Passage to read:
════════════════

We recognize the boundaries of environmental and resource economics are subjective and evolving, but topics of interest include:

  • Environmental policy design and instrument choice;

  • Nonmarket valuation methods and their application to new, policy-relevant settings;

  • Environmental behavior of firms, government officials and agencies, nonprofit organizations, households, or individuals;

  • Renewable and non-renewable resource management and policy such as the economics of fisheries, forestry and fossil fuels;

  • Climate change;

  • Topics at the intersection of environmental and resource economics and development economics, energy economics, industrial organization, urban economics, transport economics, health economics, or agricultural economics.

We also welcome interdisciplinary work from diverse teams of researchers as long as the paper's primary contribution focuses on economic questions.

════════════════

Exercises:
1. From the passage on economics topics, copy the part that opens with the words containing "We recognize the" and closes with "or agricultural economics.".
2. Answer these questions from the passage on economics topics:
(a) Which three areas are given as examples of resource management and policy?
(b) How are the boundaries of environmental and resource economics described?
(c) For interdisciplinary work to be welcome, what must the paper's primary contribution focus on?
The records that come next are separate material, unrelated to the passage on economics topics.

════════════════

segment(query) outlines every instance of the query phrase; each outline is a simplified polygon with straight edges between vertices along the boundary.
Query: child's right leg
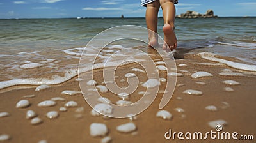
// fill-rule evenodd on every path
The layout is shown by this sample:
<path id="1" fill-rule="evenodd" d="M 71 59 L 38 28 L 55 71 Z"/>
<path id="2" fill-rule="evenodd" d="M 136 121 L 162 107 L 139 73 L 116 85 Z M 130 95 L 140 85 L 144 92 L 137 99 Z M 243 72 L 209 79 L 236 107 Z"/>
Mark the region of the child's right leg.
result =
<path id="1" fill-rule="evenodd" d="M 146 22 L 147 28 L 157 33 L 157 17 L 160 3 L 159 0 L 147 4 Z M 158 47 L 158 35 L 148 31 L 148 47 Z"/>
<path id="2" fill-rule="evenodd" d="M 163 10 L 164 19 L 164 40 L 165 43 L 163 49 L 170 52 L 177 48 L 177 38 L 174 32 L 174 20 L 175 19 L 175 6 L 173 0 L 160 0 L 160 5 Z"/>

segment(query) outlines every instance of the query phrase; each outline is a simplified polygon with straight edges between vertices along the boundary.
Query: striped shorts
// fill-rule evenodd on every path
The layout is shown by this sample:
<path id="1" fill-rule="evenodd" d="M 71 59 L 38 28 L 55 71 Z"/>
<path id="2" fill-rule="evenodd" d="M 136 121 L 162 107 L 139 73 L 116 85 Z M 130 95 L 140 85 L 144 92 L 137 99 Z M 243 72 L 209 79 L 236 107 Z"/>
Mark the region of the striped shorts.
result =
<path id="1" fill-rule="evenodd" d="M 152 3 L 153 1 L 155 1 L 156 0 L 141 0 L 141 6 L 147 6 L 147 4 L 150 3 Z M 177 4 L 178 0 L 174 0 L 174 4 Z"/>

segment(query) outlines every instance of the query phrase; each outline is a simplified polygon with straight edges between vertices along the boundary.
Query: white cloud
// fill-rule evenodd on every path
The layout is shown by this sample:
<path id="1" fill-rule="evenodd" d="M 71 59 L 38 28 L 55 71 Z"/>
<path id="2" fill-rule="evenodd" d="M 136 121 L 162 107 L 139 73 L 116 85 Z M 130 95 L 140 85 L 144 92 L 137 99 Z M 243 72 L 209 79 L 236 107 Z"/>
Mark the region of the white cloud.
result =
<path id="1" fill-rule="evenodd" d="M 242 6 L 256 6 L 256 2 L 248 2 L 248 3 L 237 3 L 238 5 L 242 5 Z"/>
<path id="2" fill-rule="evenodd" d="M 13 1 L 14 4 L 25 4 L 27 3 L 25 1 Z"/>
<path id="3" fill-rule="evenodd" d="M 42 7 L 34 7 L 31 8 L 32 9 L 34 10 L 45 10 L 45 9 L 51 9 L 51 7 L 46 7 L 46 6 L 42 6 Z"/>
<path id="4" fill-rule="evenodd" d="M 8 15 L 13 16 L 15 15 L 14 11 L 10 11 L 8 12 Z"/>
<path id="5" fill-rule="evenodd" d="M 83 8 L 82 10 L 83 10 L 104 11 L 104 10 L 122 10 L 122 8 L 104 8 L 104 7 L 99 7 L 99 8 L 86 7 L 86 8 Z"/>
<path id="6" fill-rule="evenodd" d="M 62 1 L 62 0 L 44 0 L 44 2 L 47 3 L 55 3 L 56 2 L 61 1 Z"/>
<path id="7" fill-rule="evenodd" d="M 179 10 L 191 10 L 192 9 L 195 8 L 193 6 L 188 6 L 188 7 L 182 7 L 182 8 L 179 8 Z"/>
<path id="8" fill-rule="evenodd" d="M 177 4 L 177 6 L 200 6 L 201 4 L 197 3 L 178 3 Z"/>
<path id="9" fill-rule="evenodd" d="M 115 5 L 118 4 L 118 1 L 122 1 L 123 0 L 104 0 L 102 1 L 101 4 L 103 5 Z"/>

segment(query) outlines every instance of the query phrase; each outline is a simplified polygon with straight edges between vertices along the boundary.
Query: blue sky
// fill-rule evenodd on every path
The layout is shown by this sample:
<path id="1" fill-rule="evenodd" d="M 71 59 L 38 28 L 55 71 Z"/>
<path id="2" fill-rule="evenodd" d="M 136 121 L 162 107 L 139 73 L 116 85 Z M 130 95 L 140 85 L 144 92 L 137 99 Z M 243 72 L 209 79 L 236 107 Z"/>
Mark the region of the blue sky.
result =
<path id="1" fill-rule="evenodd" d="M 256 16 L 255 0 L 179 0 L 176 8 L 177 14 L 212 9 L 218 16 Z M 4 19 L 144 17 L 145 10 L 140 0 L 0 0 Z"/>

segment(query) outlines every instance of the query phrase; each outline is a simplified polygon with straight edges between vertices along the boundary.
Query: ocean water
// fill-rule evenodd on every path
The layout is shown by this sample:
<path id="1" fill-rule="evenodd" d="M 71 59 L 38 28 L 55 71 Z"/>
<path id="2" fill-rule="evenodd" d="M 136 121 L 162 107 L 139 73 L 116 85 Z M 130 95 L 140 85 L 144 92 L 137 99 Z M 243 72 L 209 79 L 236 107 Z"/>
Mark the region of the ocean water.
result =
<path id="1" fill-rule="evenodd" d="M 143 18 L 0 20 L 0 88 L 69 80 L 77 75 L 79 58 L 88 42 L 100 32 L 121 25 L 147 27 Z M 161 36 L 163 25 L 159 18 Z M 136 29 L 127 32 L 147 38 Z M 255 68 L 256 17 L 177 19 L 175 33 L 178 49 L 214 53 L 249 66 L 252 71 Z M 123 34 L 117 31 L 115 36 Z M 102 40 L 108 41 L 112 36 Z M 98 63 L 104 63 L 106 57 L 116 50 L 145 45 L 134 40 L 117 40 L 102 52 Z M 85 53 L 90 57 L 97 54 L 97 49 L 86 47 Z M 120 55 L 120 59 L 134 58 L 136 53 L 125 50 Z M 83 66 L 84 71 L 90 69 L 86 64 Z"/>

════════════════

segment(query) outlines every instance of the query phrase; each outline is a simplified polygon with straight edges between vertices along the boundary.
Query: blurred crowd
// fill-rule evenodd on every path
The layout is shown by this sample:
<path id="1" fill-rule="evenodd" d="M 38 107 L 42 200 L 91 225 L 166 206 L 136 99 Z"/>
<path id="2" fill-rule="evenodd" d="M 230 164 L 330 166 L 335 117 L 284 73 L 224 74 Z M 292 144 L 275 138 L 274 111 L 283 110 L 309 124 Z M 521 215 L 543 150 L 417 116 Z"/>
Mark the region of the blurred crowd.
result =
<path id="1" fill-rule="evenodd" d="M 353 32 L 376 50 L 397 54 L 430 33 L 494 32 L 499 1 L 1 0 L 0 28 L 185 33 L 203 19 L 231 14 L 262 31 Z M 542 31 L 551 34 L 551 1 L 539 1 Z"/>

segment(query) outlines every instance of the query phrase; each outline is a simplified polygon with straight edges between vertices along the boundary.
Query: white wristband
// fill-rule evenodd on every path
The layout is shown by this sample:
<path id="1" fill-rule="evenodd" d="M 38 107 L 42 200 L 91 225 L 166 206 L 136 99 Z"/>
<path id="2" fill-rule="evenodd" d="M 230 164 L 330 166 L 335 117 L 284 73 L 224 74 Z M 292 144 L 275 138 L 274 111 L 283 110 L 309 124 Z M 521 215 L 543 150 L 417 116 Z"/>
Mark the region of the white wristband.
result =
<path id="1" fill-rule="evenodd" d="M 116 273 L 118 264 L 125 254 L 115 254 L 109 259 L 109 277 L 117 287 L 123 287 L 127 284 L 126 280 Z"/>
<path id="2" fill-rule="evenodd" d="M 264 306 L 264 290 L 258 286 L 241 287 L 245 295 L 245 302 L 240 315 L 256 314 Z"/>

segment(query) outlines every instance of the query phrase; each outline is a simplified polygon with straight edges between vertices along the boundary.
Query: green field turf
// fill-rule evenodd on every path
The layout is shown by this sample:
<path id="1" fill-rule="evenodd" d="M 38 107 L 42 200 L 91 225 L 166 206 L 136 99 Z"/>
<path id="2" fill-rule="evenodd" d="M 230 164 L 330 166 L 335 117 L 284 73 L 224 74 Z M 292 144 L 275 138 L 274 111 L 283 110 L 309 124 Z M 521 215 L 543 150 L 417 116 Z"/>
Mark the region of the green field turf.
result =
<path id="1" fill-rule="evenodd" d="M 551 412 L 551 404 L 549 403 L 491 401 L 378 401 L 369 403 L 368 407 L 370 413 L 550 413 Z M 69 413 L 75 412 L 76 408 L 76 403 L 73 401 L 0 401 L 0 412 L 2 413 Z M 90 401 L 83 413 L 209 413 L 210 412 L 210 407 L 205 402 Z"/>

════════════════

Outputs by task:
1.
We recognize the boundaries of environmental and resource economics are subjective and evolving, but topics of interest include:

  • Environmental policy design and instrument choice;

  • Nonmarket valuation methods and their application to new, policy-relevant settings;

  • Environmental behavior of firms, government officials and agencies, nonprofit organizations, households, or individuals;

  • Renewable and non-renewable resource management and policy such as the economics of fisheries, forestry and fossil fuels;

  • Climate change;

  • Topics at the intersection of environmental and resource economics and development economics, energy economics, industrial organization, urban economics, transport economics, health economics, or agricultural economics.

2.
(a) Fisheries, forestry and fossil fuels.
(b) Subjective and evolving.
(c) Economic questions.